• STATED EXERCISE: Change "lake" to "pond" in the rows starting with the row containing "of the lake" and going on through the row containing "x=459, y=45". Give back only those rows, with everything else unchanged.

• GIVEN INFORMATION:

>>>>

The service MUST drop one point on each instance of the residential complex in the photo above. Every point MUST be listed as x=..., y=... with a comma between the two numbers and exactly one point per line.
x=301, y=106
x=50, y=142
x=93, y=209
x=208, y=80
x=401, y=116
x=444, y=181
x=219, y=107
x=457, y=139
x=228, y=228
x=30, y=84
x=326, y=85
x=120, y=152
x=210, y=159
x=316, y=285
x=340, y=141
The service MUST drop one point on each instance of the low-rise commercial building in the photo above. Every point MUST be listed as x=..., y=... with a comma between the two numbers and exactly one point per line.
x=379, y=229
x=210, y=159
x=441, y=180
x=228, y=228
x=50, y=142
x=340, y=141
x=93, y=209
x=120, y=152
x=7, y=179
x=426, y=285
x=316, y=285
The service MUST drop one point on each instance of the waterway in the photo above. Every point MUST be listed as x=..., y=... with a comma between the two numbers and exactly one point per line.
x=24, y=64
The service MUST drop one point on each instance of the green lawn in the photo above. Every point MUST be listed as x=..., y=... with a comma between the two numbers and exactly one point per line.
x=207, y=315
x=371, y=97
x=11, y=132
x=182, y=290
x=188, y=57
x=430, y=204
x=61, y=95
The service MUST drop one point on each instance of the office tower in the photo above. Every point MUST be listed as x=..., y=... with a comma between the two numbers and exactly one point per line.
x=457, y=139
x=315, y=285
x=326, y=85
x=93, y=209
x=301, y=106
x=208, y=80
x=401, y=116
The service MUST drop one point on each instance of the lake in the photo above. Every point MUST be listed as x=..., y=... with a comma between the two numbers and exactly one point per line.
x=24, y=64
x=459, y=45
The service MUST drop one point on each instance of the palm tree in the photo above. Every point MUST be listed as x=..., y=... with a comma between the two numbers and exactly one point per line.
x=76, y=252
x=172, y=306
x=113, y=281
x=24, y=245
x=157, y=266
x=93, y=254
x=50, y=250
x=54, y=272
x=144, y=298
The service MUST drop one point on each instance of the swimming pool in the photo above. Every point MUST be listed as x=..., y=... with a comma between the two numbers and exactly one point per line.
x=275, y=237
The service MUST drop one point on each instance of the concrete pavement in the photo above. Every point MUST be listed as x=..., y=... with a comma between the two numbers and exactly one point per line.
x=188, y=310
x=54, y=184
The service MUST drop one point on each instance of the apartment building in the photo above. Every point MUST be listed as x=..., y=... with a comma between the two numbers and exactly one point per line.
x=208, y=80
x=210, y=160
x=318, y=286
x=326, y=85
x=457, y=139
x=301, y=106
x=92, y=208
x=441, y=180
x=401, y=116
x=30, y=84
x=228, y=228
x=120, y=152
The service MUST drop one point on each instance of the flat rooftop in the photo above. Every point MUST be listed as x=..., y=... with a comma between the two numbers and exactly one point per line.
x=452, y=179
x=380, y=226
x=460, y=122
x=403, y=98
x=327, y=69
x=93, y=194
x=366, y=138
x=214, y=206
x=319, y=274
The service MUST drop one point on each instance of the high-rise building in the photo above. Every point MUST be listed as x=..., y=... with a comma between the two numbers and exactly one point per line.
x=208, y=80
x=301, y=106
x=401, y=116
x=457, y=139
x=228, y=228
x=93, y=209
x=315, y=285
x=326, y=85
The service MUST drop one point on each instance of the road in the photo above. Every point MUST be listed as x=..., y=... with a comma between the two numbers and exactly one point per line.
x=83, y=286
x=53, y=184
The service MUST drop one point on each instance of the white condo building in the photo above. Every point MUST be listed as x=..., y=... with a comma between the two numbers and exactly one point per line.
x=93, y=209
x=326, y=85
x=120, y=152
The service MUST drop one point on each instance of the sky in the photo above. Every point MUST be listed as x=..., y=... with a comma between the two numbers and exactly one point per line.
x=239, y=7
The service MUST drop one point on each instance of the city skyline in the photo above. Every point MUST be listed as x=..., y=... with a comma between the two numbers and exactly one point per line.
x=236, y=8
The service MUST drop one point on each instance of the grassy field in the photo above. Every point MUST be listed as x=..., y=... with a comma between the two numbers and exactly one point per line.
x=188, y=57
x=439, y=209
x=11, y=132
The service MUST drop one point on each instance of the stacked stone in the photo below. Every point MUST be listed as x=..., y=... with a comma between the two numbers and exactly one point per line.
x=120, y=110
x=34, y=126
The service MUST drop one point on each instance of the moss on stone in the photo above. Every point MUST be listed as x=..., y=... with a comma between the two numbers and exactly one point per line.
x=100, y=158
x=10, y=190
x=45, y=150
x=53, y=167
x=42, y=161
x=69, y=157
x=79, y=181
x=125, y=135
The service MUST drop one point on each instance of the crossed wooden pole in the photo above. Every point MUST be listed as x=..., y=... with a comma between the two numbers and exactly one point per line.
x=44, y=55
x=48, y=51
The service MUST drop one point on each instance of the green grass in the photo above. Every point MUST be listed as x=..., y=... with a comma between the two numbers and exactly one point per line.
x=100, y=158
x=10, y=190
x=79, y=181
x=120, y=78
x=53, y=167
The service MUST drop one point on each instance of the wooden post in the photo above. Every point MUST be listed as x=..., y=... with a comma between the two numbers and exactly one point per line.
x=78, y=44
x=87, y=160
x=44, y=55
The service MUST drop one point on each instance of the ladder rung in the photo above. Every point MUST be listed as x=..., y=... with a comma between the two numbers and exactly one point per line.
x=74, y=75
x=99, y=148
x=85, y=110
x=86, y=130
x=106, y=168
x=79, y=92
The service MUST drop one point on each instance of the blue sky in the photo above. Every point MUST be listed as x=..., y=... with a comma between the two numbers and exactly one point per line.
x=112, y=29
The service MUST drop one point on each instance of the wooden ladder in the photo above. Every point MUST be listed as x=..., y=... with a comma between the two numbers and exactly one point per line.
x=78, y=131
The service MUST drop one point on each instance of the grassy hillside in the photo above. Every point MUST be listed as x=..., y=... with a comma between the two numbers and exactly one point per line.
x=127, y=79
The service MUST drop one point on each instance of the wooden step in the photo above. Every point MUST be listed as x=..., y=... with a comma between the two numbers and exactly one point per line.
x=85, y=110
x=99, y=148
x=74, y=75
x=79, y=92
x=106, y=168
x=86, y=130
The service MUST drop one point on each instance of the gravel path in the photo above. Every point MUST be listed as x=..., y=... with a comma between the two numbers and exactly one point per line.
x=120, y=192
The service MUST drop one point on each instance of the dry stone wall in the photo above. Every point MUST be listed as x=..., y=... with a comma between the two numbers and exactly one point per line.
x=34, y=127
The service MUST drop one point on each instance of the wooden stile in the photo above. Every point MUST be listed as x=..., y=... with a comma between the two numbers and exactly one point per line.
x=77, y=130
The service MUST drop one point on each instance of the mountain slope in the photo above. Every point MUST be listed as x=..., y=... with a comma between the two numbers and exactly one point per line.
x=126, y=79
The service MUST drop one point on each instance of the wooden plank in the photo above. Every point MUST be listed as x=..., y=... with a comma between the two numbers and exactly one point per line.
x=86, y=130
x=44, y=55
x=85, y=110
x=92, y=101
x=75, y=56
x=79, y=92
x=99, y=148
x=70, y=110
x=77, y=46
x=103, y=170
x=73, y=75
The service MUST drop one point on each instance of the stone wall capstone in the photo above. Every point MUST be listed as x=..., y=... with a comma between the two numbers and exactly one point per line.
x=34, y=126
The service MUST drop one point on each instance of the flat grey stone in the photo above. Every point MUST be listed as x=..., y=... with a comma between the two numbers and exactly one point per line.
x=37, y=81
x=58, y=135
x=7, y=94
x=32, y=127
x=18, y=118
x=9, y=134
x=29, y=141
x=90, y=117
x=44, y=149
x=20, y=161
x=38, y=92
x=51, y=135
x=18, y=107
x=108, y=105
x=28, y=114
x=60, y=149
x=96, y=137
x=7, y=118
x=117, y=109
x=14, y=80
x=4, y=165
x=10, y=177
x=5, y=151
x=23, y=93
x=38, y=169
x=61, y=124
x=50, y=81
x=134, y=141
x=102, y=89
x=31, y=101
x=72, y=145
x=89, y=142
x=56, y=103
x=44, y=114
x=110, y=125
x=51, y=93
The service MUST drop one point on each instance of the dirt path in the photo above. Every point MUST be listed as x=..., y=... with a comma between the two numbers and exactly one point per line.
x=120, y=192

<<<<
>>>>

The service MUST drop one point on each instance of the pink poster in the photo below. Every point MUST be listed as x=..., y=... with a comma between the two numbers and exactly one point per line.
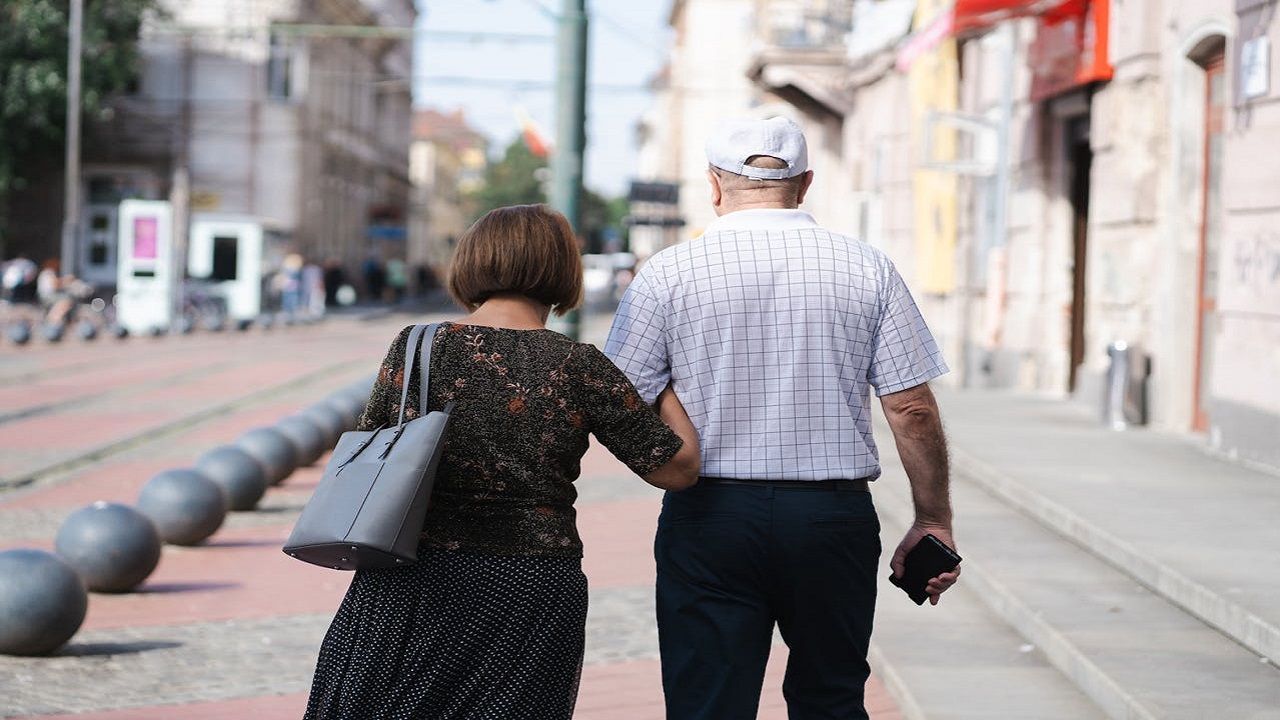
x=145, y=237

<<<<

• FINAL ANSWER:
The service MUST drop one point on each instance of the pond in the photo above. Every point MUST be listed as x=..., y=... with a comma between the two numbers and exactly one point per line.
x=24, y=64
x=459, y=45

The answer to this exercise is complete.